After talking to his mother in the Niagara County Jail, Alfonso, 29, decided Monday to plead guilty to a reduced charge of attempted first-degree assault, even though he failed to obtain an advance commitment on sentencing from County Judge Sara Sheldon Farkas.

“The court has discussed sentencing parameters and still has not given him any commitment as to what the sentence will be,” Deputy District Attorney Holly E. Sloma said.

Alfonso, who gave the court an address on Telegraph Road in Royalton, was arrested Dec. 31 and charged with trying to kill the girl in a home on Monroe Street in Lockport.

Farkas could give Alfonso anything between five and 15 years in prison when he returns to court Sept. 30. If he had been convicted of attempted murder, Alfonso could have been sentenced to as many as 25 years behind bars.

“You take a long, hard look at the evidence and decide whether you want to gamble on the outcome of a trial,” court-appointed defense attorney David C. Douglas said. “He decided he didn’t want to gamble.”

#### TASK REQUIREMENTS:
• a. According to the news excerpt, what range of prison time could Farkas give Alfonso?
• b. Echo the news excerpt word for word, from "Alfonso, who gave" up to and including "years behind bars.".

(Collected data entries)
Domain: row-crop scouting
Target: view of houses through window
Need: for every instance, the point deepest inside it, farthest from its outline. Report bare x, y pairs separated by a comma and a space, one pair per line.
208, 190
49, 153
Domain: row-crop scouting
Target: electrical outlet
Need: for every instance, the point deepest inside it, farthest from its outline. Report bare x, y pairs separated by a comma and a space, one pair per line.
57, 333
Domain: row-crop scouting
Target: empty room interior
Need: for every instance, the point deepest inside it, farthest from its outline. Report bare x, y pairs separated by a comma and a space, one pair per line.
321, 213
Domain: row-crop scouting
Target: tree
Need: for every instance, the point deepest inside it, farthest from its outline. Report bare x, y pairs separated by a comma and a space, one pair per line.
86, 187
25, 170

#### THE REPLIES:
• a. Between five and 15 years in prison.

• b.
Alfonso, who gave the court an address on Telegraph Road in Royalton, was arrested Dec. 31 and charged with trying to kill the girl in a home on Monroe Street in Lockport.

Farkas could give Alfonso anything between five and 15 years in prison when he returns to court Sept. 30. If he had been convicted of attempted murder, Alfonso could have been sentenced to as many as 25 years behind bars.